Dataset entries:
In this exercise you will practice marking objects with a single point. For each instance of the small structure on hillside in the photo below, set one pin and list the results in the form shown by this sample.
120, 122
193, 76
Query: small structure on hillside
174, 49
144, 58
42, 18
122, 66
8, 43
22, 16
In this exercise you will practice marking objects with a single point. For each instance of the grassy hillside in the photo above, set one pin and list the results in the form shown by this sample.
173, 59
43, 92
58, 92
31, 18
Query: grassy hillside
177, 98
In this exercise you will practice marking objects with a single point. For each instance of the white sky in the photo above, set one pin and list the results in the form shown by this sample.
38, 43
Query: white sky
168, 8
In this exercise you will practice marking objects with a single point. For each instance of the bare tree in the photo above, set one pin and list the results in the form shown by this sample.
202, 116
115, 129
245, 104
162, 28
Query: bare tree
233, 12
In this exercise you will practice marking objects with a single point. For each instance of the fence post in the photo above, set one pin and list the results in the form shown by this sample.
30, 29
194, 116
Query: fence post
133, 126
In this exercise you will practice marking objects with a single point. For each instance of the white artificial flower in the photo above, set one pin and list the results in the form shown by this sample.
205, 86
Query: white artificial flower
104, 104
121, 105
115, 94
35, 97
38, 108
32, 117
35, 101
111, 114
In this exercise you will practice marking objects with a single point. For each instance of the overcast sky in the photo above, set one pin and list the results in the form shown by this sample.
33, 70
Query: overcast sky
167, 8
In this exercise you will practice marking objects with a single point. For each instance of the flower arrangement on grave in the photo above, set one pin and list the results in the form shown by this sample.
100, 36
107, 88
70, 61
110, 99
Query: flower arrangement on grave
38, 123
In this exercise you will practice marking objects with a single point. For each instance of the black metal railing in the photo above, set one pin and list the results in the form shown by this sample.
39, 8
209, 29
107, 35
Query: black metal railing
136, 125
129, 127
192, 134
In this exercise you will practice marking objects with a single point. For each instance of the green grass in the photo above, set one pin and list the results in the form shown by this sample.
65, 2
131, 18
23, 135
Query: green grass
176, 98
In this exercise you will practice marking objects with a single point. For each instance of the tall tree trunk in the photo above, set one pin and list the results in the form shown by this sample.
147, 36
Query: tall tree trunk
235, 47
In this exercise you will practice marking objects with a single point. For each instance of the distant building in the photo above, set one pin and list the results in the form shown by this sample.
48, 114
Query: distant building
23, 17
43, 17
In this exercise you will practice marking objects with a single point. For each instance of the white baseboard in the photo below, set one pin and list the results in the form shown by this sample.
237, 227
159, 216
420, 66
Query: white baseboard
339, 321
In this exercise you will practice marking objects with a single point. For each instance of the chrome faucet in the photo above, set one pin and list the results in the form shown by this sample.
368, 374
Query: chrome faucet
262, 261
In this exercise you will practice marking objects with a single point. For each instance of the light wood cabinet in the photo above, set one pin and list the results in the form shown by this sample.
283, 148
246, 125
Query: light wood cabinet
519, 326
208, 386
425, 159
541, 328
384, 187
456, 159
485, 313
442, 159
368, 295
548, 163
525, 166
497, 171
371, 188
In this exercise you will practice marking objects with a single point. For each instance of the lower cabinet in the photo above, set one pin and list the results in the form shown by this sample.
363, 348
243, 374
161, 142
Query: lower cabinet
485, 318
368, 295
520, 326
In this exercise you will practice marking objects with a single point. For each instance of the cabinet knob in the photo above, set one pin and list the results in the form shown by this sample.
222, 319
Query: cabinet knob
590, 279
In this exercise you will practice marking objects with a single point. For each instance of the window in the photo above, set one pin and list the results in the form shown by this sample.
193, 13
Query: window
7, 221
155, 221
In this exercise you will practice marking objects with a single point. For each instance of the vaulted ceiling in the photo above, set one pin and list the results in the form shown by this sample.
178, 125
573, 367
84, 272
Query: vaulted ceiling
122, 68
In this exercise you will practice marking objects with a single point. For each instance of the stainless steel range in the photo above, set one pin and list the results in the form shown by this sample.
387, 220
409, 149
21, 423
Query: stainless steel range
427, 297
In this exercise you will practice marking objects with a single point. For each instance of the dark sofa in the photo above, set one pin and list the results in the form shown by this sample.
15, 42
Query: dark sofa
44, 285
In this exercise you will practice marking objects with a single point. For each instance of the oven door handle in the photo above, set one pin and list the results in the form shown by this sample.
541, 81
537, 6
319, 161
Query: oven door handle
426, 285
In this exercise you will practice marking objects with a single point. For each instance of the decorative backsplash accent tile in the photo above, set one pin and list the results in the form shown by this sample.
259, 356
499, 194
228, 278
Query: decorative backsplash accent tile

PROBLEM
Search the entries above for the string "accent". Copy each line in which it appears.

TASK ANSWER
In this exercise you will practice marking objects with a single point. For each instance of the decorative backsplash accent tile in the photo above, set one pin and list the results in the form shown by this sample.
Query: decorative backsplash accent tile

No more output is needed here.